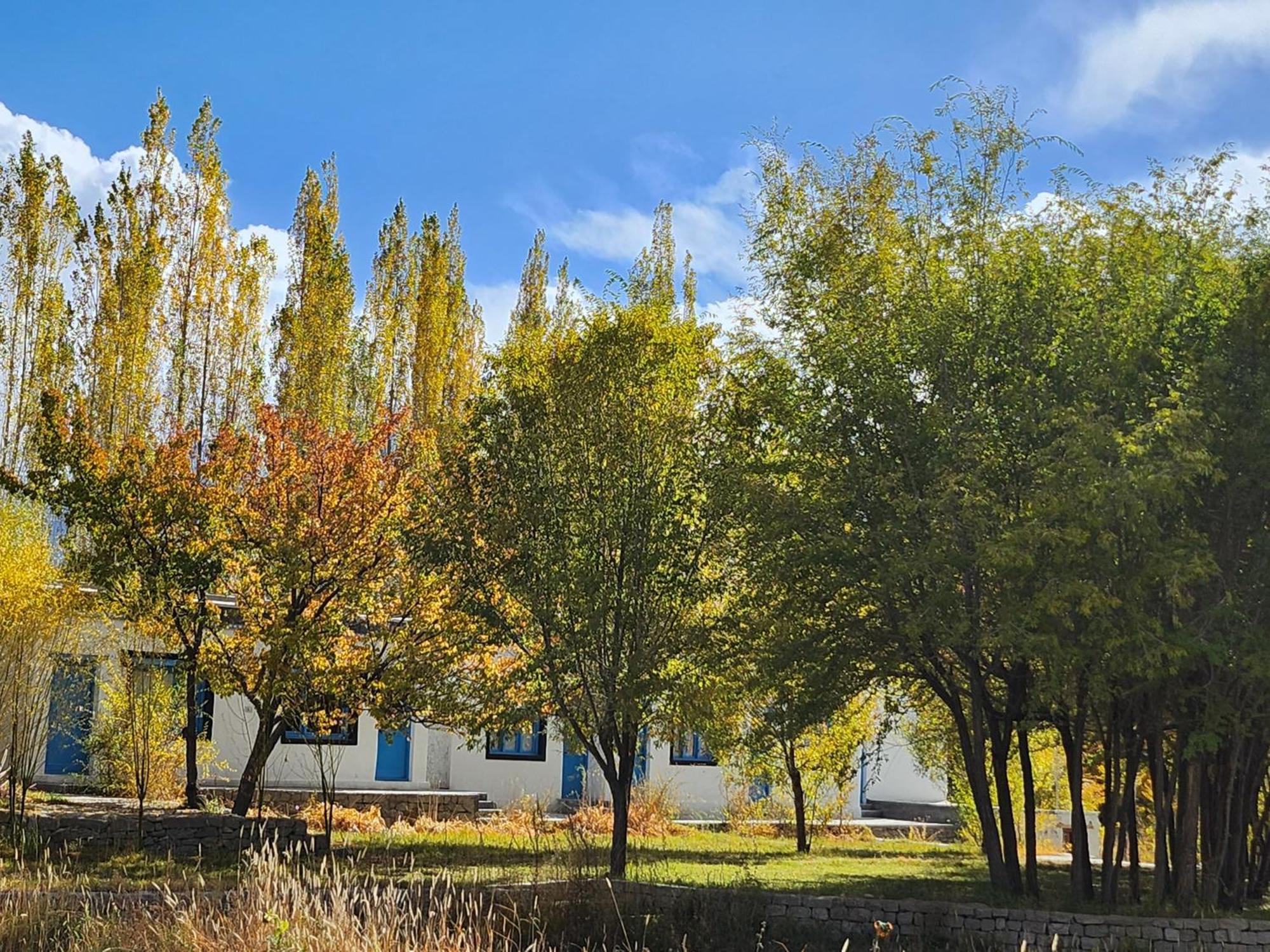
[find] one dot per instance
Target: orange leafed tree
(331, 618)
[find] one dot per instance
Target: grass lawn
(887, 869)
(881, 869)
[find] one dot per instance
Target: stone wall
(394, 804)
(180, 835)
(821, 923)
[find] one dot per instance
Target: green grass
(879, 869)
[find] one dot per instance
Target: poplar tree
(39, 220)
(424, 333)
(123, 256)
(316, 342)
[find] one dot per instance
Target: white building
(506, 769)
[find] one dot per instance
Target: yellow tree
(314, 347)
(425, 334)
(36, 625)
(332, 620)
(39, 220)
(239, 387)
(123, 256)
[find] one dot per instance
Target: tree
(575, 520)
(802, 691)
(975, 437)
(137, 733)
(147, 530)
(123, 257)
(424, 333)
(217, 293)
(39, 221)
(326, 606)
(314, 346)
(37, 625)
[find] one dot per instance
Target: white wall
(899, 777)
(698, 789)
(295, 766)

• • • • • • •

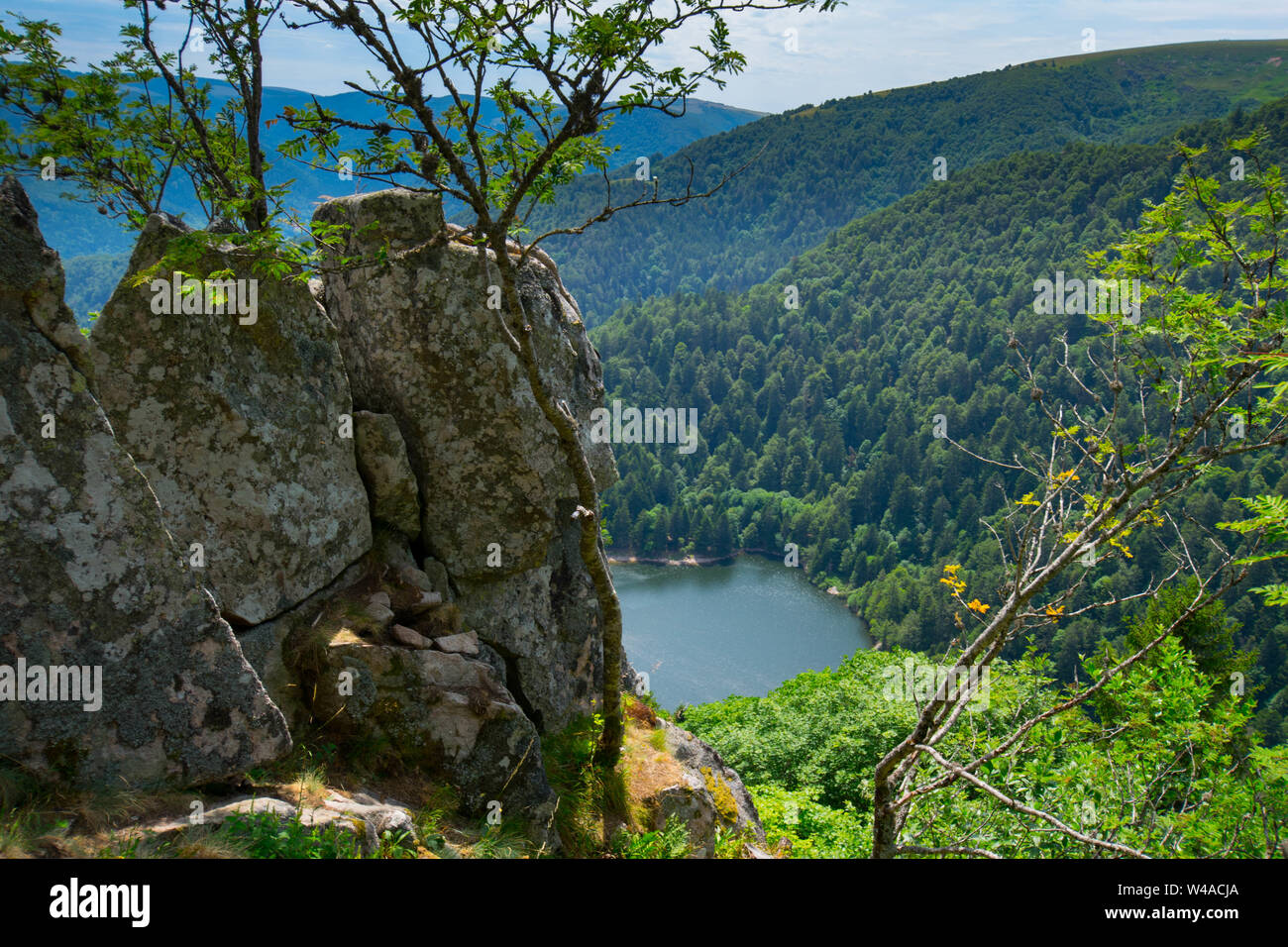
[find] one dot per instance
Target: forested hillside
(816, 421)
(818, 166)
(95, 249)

• • • • • • •

**THE EXERCISE:**
Count the lines in the material above that contain the string "Target", and reply with the number only.

**SOLUTION FOR THIS PROBLEM:**
10